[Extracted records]

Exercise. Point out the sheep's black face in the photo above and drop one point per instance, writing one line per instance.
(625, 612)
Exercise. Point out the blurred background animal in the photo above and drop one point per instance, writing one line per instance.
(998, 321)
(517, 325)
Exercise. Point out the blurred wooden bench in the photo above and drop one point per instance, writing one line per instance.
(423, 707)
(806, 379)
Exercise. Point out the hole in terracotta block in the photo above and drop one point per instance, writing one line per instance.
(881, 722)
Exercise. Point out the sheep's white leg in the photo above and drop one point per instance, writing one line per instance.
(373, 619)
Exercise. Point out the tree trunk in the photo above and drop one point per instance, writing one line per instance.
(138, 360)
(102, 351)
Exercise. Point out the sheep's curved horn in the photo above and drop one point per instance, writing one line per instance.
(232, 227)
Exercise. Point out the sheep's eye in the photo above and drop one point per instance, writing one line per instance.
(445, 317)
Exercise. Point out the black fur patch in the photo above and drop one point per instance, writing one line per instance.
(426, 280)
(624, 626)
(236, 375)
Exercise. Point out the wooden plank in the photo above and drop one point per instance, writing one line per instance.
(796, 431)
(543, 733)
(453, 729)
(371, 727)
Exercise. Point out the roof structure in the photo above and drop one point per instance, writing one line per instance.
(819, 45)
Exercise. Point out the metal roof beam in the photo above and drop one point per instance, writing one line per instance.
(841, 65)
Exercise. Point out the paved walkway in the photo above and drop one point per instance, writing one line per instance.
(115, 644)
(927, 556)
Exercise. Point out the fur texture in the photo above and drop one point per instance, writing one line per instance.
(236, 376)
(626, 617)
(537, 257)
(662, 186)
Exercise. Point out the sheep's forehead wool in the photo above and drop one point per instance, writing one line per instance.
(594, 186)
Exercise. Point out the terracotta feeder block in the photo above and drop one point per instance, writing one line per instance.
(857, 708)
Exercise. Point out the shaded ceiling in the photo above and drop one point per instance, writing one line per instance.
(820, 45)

→ **DIRECTIONS FOR THIS TASK**: Output all of the data above without any alteration.

→ **RESULT OF THIS TASK**:
Exercise. Point out the sheep's black face in the photo above and drop one point per instance, writing one line per instance.
(625, 612)
Exercise. Point out the blurred background animal in the photo above and drop one point per instance, writing one line per instance.
(998, 321)
(517, 325)
Exercise. Point out the blurred wooden bench in the photo above and drop one point per instance, writing one line per instance.
(423, 707)
(806, 379)
Exercise. Point out the hole in terracotta block in the photo above and drop one point per instance, writing one line per instance.
(881, 722)
Exercise. Point out the sheep's white leg in the photo above and drop one point per instance, writing one line per instance.
(373, 619)
Exercise. Point out the tree trunk in the photo above and drop one point per instance, writing one line per instance.
(138, 360)
(102, 351)
Exercise. Point out the sheep's curved horn in the photo above and drop one point per instance, writing one line per instance.
(232, 227)
Exercise. Point out the sheep's eye in the photo above and drop one point per instance, writing one line per instance.
(445, 317)
Exercise. Point out the black fur patch in the photo above and drop one point per instance, writing one line per instance.
(426, 280)
(624, 626)
(236, 375)
Exercise. Point out the wooden plank in the photo above and drop one point per instance, writing one line per instance.
(796, 431)
(543, 733)
(453, 729)
(371, 727)
Exercise. Point out the roof structure in the photo above and drop one point per instance, writing one line per instance.
(819, 45)
Exercise. Point out the metal roof beam in the photo above and drop one point per instance, writing one line per instance.
(841, 65)
Exercise. Point out the paved walkway in the photo above and drop one point per instance, writing one line per instance.
(115, 644)
(927, 556)
Exercise. Point out the fur texture in the photo above and drop one point per instance, writing one line per instance.
(236, 376)
(626, 617)
(537, 257)
(662, 186)
Exercise. Point out the sheep's forehead wool in the photo above and drop one point per instance, writing one line per instance.
(594, 186)
Exercise. Point out the terracotta feeder block in the photo above and drop one point per instance, writing one line per instance.
(857, 708)
Exercise. Point out the shaded ceiling in the photo above and drop one point per instance, writing one line per instance.
(820, 45)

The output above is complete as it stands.